L'inquiétude suscitée par l'évolution budgétaire de notre système éducatif tient en grande partie à la très forte rigidité de ce budget, qui ne laisse que peu de marges de manoeuvre en cas de conjoncture économique favorable. Du reste, la croissance a été relativement soutenue en 1998 mais les crédits alloués à l'école ont fortement progressé. Il convient de souligner que cette progression est en grande partie automatique en raison du poids, et de l'évolution par nature haussière, des dépenses de rémunérations des personnels.

a) Le poids des dépenses de personnels

Le budget de l'enseignement scolaire est avant tout un budget de rémunérations. Environ 96 % des crédits alloués à l'enseignement scolaire sont destinés à rémunérer les différentes catégories de personnels, ce qui représente dans la loi de finances pour 1999 environ 280 milliards de francs.

_ _ _

• [Exercices]
A) Selon l'extrait sur le budget de l'enseignement scolaire, quelle part des crédits alloués à l'enseignement scolaire sert à rémunérer les personnels ?
B) Réécrivez un passage de l'extrait sur le budget de l'enseignement scolaire en y remplaçant « crédits » par « fonds ». Commencez aux mots « L'inquiétude suscitée par » et arrêtez-vous après « milliards de francs. ».
Les données qui suivent ne sont pas utiles pour répondre.

(Données sources)

_ _ _

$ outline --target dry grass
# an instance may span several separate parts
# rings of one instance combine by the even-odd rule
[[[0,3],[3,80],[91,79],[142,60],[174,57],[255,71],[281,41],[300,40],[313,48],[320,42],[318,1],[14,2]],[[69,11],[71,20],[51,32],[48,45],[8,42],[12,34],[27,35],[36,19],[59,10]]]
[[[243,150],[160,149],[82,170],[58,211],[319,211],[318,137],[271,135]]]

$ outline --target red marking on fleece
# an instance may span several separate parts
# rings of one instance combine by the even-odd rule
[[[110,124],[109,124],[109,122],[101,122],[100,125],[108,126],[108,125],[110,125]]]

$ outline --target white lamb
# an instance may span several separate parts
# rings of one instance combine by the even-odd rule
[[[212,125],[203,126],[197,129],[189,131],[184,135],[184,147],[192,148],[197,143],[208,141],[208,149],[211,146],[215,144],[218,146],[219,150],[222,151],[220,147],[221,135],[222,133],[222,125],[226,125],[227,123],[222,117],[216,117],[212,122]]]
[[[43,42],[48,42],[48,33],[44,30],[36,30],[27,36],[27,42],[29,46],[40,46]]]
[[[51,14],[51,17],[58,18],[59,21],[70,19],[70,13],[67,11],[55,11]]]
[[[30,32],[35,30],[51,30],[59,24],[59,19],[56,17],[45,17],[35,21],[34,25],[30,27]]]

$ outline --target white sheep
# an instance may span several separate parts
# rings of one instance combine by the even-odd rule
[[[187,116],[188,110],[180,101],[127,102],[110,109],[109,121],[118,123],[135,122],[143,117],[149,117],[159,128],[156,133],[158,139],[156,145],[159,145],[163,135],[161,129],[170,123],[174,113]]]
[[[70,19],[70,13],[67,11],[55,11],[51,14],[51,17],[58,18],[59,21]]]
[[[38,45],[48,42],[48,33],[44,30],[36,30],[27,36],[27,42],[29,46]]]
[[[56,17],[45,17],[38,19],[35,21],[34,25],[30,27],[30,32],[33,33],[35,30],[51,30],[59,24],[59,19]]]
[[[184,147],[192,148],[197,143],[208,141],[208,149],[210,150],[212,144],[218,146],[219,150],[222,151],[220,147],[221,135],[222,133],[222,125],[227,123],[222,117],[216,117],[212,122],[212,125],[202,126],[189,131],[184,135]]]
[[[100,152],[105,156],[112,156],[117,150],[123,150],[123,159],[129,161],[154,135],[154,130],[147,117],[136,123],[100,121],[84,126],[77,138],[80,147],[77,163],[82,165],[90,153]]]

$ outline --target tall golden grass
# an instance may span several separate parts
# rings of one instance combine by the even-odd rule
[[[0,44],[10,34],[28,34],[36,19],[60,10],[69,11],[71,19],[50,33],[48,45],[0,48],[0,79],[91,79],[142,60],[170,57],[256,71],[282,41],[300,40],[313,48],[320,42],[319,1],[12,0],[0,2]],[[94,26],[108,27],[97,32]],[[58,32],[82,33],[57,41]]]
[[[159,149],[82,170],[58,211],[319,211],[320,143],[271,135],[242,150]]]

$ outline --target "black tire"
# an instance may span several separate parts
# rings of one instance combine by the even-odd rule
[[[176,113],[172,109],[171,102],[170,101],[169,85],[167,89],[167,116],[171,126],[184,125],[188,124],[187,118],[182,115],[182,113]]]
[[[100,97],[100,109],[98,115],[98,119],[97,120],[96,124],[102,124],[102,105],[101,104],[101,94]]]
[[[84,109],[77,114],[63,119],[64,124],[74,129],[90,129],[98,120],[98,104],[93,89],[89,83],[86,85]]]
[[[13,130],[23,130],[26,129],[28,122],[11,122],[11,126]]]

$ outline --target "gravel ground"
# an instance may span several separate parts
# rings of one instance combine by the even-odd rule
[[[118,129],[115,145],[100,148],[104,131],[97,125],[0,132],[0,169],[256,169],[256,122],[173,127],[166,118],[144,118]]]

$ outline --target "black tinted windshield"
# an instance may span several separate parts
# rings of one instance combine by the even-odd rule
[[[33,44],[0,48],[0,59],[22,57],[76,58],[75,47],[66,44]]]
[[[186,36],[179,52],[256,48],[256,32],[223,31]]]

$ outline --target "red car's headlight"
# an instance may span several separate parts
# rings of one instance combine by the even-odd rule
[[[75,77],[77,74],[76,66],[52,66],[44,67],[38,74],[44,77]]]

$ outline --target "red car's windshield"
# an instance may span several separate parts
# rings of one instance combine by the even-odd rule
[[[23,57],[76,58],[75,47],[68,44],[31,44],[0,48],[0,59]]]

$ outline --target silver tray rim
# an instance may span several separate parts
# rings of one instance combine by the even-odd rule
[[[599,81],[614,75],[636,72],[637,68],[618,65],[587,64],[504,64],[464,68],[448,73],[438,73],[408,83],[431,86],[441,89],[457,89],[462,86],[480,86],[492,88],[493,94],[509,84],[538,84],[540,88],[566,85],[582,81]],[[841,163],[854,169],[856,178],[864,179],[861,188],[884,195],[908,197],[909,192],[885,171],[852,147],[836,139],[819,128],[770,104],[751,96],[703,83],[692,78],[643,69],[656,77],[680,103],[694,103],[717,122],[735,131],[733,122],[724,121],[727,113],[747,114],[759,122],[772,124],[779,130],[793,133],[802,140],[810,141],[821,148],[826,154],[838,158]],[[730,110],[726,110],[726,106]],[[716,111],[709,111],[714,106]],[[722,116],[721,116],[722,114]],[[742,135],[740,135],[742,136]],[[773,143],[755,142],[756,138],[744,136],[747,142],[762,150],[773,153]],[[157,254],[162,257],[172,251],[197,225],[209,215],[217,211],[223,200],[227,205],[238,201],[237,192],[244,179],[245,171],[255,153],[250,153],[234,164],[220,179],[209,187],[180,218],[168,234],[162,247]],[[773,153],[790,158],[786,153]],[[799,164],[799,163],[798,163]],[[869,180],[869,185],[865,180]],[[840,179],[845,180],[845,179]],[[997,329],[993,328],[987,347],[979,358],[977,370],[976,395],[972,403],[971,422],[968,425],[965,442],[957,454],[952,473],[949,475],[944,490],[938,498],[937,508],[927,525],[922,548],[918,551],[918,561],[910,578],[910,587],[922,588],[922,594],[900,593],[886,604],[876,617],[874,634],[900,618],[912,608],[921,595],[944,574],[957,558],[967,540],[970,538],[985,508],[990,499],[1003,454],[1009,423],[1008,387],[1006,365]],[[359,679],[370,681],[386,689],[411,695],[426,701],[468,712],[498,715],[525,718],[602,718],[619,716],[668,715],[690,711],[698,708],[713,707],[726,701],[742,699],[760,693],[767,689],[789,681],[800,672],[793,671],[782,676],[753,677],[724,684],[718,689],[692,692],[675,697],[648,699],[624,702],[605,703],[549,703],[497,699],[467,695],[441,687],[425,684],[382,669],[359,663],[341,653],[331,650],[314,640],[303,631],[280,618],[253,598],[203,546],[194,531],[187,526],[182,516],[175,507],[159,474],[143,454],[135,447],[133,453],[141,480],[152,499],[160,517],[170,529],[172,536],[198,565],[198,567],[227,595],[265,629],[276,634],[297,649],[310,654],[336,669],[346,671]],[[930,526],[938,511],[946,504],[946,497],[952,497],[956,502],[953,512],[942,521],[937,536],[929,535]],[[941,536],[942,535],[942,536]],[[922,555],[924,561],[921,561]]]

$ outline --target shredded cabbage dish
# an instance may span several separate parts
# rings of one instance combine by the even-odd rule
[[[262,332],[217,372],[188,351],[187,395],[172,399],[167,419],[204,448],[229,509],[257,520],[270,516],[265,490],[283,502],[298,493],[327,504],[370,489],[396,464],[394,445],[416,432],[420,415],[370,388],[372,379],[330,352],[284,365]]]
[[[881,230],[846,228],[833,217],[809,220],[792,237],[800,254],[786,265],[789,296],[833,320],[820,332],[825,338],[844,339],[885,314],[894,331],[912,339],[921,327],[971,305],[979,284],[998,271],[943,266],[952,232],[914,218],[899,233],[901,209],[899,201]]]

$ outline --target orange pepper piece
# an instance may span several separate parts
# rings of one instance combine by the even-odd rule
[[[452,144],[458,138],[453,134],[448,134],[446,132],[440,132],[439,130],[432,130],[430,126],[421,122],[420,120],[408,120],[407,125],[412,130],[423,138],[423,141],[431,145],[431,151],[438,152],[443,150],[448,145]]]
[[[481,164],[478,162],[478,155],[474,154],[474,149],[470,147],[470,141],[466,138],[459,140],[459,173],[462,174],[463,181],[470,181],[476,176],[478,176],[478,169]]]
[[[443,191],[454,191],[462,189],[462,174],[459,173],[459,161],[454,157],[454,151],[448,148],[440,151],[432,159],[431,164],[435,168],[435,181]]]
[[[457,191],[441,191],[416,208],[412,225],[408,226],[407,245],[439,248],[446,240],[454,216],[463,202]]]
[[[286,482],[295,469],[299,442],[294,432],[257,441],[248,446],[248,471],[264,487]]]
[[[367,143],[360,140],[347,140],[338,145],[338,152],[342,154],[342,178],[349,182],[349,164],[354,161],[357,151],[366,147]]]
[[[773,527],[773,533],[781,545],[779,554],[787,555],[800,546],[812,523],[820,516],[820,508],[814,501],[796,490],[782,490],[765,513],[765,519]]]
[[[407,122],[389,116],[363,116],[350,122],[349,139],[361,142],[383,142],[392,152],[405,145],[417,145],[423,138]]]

_ _ _

• [Réponses aux exercices]
A) Environ 96 %.

B)
L'inquiétude suscitée par l'évolution budgétaire de notre système éducatif tient en grande partie à la très forte rigidité de ce budget, qui ne laisse que peu de marges de manoeuvre en cas de conjoncture économique favorable. Du reste, la croissance a été relativement soutenue en 1998 mais les fonds alloués à l'école ont fortement progressé. Il convient de souligner que cette progression est en grande partie automatique en raison du poids, et de l'évolution par nature haussière, des dépenses de rémunérations des personnels.

a) Le poids des dépenses de personnels

Le budget de l'enseignement scolaire est avant tout un budget de rémunérations. Environ 96 % des fonds alloués à l'enseignement scolaire sont destinés à rémunérer les différentes catégories de personnels, ce qui représente dans la loi de finances pour 1999 environ 280 milliards de francs.